* _Document extract_

The second play is one of the most popular one-act comedies in America, Check, Please, by Jonathan Rand, and directed by senior Michael Lamontagne. Dating can be hard, especially when your date happens to be a raging kleptomaniac, your grandmother’s bridge partner, or a mime! Check, Please follows a series of blind dinner dates that couldn’t get any worse ­– until they do.

 

To start the second session, senior Logan Samuels and junior Elizabeth Gilmartin direct Property Rites, a popular entry into one-act play festivals, written by the Vermont playwright, Alan Haehnel. Kyle Macmanus has invested millions in a high-tech work of art – a collection of human-figure sculptures programmed to perform thousands of movements, monologues, dialogues, and more. But just when Kyle is about to sell the sculptures, they malfunction; the figures are alive. As each one struggles to achieve autonomy, they begin a fatal race against their desperate owner’s destructive plan.

* _Exercise 1_
List each student director named in the one-act play write-up, along with their class year.
* _Exercise 2_
Carry on the one-act play write-up from its final sentence.

* _Data segment_

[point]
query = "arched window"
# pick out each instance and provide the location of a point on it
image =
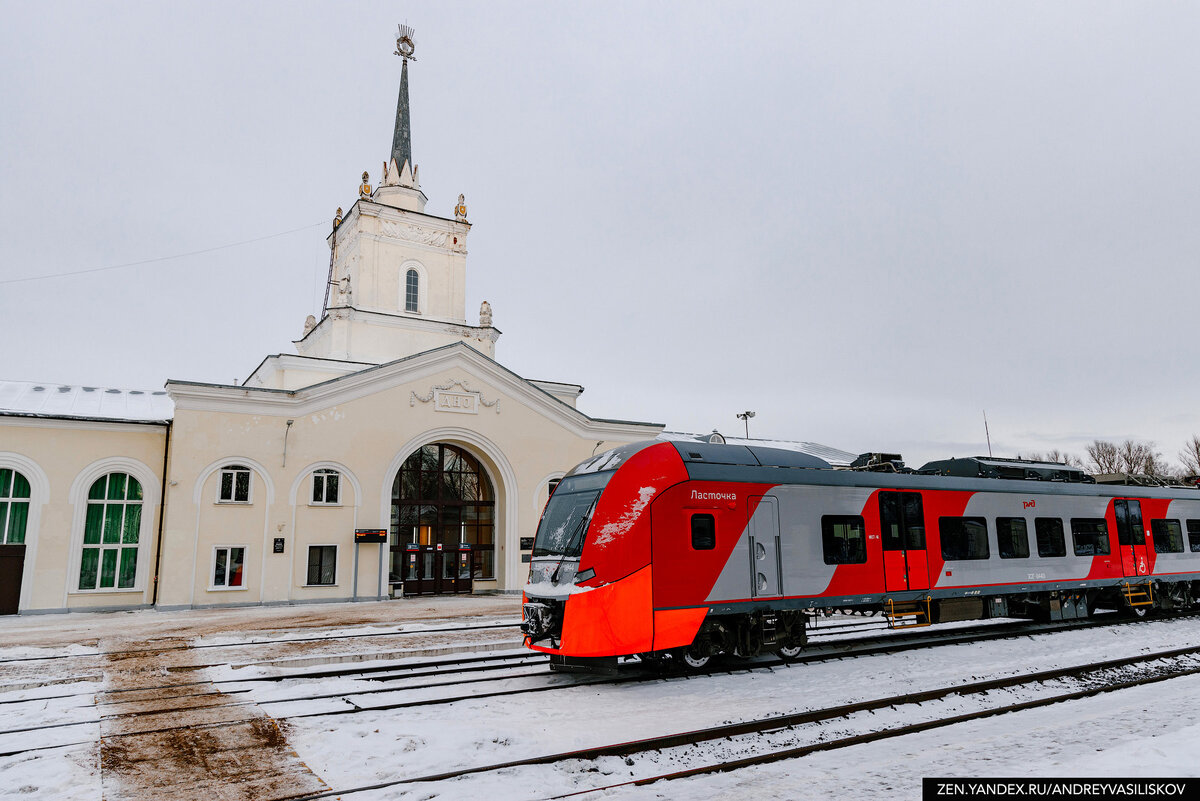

* _Written reply 1_
Michael Lamontagne, senior; Logan Samuels, senior; Elizabeth Gilmartin, junior

* _Written reply 2_
The final play is a comedic adaptation of the most famous Sherlock Holmes mystery, Ken Ludwig’s Baskerville: A Sherlock Holmes. This fast-paced comedy about everyone’s favorite detective solving his most notorious case involves a small cast playing a variety of roles in a mad-cap and creative telling of the tale. Sherlock Holmes and Dr. Watson must crack the mystery of The Hound of the Baskervilles before a family curse dooms its newest heir.

 

The director of the tech crew is Jerry Prevost; costumes were prepared by Jane Vinton; props will be arranged by Elizabeth Breen.

 

All tickets are general admission and will be on sale at the door starting 30 minutes before performance times. The Most Massive Woman Wins, because of strong language and subject matter, should be considered PG-13 and is not suitable for children; the other plays are suitable for all ages.